All of the data needs to be printed again, exactly as written.
╔══
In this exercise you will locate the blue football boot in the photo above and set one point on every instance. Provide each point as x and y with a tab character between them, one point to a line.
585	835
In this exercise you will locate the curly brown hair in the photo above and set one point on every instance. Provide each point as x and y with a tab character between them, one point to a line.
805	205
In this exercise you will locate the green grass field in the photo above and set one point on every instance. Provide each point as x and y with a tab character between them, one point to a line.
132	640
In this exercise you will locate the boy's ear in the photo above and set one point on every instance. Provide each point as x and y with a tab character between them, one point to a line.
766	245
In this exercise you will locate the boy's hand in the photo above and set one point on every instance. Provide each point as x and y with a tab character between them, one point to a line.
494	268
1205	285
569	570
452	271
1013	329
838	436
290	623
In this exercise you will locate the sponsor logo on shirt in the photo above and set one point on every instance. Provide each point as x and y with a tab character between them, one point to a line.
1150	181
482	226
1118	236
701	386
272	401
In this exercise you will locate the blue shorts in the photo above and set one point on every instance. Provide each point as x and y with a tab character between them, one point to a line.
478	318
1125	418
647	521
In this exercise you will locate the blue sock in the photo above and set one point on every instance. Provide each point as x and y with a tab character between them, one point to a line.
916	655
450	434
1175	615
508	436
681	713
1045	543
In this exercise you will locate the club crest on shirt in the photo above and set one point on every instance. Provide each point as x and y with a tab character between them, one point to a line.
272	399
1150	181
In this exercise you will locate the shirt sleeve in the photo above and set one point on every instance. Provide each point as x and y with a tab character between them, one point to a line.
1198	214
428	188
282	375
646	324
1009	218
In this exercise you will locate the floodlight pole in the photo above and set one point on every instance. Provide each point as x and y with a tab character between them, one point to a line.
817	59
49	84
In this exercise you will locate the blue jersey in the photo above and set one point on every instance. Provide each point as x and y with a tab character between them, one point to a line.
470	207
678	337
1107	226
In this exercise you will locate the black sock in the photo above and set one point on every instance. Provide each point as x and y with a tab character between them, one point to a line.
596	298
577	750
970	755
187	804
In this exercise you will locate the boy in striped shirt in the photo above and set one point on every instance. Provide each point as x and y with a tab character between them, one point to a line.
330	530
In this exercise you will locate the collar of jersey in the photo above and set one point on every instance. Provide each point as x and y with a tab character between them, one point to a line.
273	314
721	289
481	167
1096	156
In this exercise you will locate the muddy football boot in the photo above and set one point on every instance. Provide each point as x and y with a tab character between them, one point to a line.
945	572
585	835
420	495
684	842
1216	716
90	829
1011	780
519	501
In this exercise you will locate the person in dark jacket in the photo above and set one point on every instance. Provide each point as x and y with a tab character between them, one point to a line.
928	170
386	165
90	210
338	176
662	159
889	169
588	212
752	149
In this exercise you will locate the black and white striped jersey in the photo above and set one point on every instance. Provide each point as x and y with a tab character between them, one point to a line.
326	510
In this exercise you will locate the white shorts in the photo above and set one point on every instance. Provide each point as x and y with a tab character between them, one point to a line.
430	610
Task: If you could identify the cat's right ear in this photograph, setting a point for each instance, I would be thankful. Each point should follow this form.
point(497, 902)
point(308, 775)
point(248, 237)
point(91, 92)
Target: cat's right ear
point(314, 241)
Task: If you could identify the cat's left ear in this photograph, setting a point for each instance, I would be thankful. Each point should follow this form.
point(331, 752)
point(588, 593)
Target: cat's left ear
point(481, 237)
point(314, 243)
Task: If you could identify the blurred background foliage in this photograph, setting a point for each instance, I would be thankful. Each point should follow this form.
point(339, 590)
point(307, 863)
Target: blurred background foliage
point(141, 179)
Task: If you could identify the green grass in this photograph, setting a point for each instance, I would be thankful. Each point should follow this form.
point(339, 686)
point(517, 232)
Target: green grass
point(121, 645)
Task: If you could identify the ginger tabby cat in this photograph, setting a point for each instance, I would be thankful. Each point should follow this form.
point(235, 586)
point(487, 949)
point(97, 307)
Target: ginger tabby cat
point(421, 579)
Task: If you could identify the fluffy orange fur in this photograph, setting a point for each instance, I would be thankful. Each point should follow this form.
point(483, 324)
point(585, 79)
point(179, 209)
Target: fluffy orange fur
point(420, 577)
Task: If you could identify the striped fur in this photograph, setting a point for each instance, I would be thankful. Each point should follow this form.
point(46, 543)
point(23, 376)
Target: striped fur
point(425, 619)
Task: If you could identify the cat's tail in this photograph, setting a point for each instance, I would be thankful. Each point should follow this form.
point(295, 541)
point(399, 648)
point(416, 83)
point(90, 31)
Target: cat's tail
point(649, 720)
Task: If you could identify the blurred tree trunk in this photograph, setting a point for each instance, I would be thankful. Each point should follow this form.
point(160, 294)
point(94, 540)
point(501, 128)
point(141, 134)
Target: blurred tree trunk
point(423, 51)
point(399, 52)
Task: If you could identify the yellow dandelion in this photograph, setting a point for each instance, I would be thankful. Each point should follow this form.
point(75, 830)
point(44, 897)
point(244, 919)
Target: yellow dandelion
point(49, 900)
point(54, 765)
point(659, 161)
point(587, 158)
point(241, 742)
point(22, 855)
╚══
_PROBLEM SOLUTION_
In this exercise you will locate the blue football boot in the photo above and set one point on every instance. Provide each point as x and y with a tab character between them, one point to a line.
585	835
In this exercise you will locate the curly brown hair in the photo above and set one point on every instance. Provide each point as x and y with a tab character between them, one point to a line.
805	205
In this exercise you will locate the green grass field in the photo above and set one point on every instance. Provide each point as x and y with a tab character between them, one point to a line.
132	640
In this exercise you will locate the boy's ear in the photo above and set one point on every instance. Provide each point as x and y with a tab character between them, one point to a line.
766	245
In this exercise you will locate the boy's hand in the photo above and set one point on every instance. Provide each point as x and y with a tab character between them, one point to a line.
494	268
1205	285
569	570
452	271
1013	329
838	436
290	623
In this exercise you will locate the sponsor logo on shirt in the photo above and set one point on every instance. Provide each point as x and y with a tab character between them, one point to a line.
1150	181
482	226
1118	236
701	386
272	401
In this exercise you will locate the blue shorts in the photo above and set one point on every instance. Provide each point as x and y with a tab character between them, one point to a line.
478	318
1125	418
647	521
In this exercise you will locate the blue sock in the photo above and set one point on every instance. Provide each point as x and y with a tab character between them, one point to a line.
916	655
450	434
1175	615
508	436
681	713
1045	543
In this exercise you will locate the club crest on shirt in the photo above and set one point on every instance. Provide each point as x and y with a tab character between them, one point to a line.
272	399
1150	181
In this exercise you will locate the shirt sleeve in the photo above and set one point on every instance. Provide each point as x and y with a tab character between them, one point to a line.
1198	214
428	188
282	375
646	324
1009	218
In this exercise you will locate the floodlight pole in the photo above and set one point on every instance. Provide each point as x and y with a tab character between them, one point to a line.
817	59
49	84
In this exercise you will locate the blue jersey in the photo above and set one point on every instance. Provide each point as x and y with a tab character between them, one point to a line.
470	207
678	337
1107	226
In this exercise you will locate the black sock in the photo above and set one point on every instance. Provide each point as x and y with a tab character between them, one point to a line.
596	298
577	750
970	755
187	804
In this exercise you will locate the boy in striped shirt in the photo above and set one point on every instance. Provide each point as x and y with a tab character between them, one point to a line.
330	530
In this exercise you will locate the collar of jersey in the photo above and set one point on every instance. Provide each point as x and y with a tab character between them, one point to a line.
273	314
721	289
481	167
1096	156
In this exercise you will locate the muddy football boot in the photo above and set one point on every instance. Provide each point as x and y with a tab character between them, one point to a line.
945	572
585	835
420	495
684	842
1216	716
90	829
1011	780
519	501
In this exercise you will locate the person in dark jacket in the photo above and set one point on every instance. Provide each point as x and y with a tab character between them, one point to a line.
928	170
386	165
90	210
338	176
662	159
889	169
588	212
752	149
In this exercise you will locate the black and white striped jersey in the photo above and set one point on every instance. Provide each point as x and y with a tab character between them, one point to a line.
326	510
In this exercise you will locate the white shorts in the photo above and set one point on every instance. Provide each point as x and y with a tab character between them, one point to a line.
430	610
Task: If you could identify the cat's right ear in this photograph, setting a point for each instance, I would be thankful. Each point should follow this form.
point(497, 902)
point(308, 775)
point(248, 237)
point(91, 92)
Target: cat's right ear
point(314, 241)
Task: If you could identify the cat's left ear in this photograph, setting a point for each instance, I would be thankful. Each point should follow this form.
point(331, 752)
point(588, 593)
Target: cat's left ear
point(481, 237)
point(314, 243)
Task: If you could identify the blurred background foliage in this photograph, setting a point for each instance, I would be thankful. Each point should follow this form.
point(339, 590)
point(307, 863)
Target: blurred background foliage
point(141, 179)
Task: If you could identify the green grass in this photograph, setting a point for each instance, I would be thankful. Each point should follow this form.
point(339, 686)
point(517, 232)
Target: green grass
point(121, 645)
Task: If you could identify the ginger tabby cat in this photograph, setting a point for each instance, I would be thankful. Each point should follow this form.
point(235, 586)
point(487, 949)
point(97, 307)
Target: ginger tabby cat
point(421, 579)
Task: If you could identify the fluffy orange fur in this photograph, setting a point for each instance, I would be thankful. Each point should follow this form.
point(483, 324)
point(585, 79)
point(179, 209)
Target: fluffy orange fur
point(420, 577)
Task: If you could identify the striped fur in this photograph, setting a point for each instance, I would be thankful. Each point should follow this form.
point(46, 543)
point(23, 376)
Target: striped fur
point(425, 619)
Task: If you could identify the cat's tail in this photograph, setting a point for each instance, I would be thankful. Each point should follow this form.
point(295, 541)
point(399, 648)
point(416, 83)
point(90, 31)
Target: cat's tail
point(649, 720)
Task: If you could identify the blurred tree trunk in this photograph, setting a point for each instance, I would be thankful. Each point should follow this form.
point(160, 294)
point(94, 540)
point(501, 128)
point(141, 134)
Target: blurred tree trunk
point(423, 51)
point(399, 52)
Task: If you could identify the yellow dandelion in this photograph, setting a point for each instance, I would be thankful. Each point should follow this form.
point(75, 830)
point(44, 897)
point(244, 919)
Target: yellow dandelion
point(49, 900)
point(54, 765)
point(659, 161)
point(587, 158)
point(241, 742)
point(22, 855)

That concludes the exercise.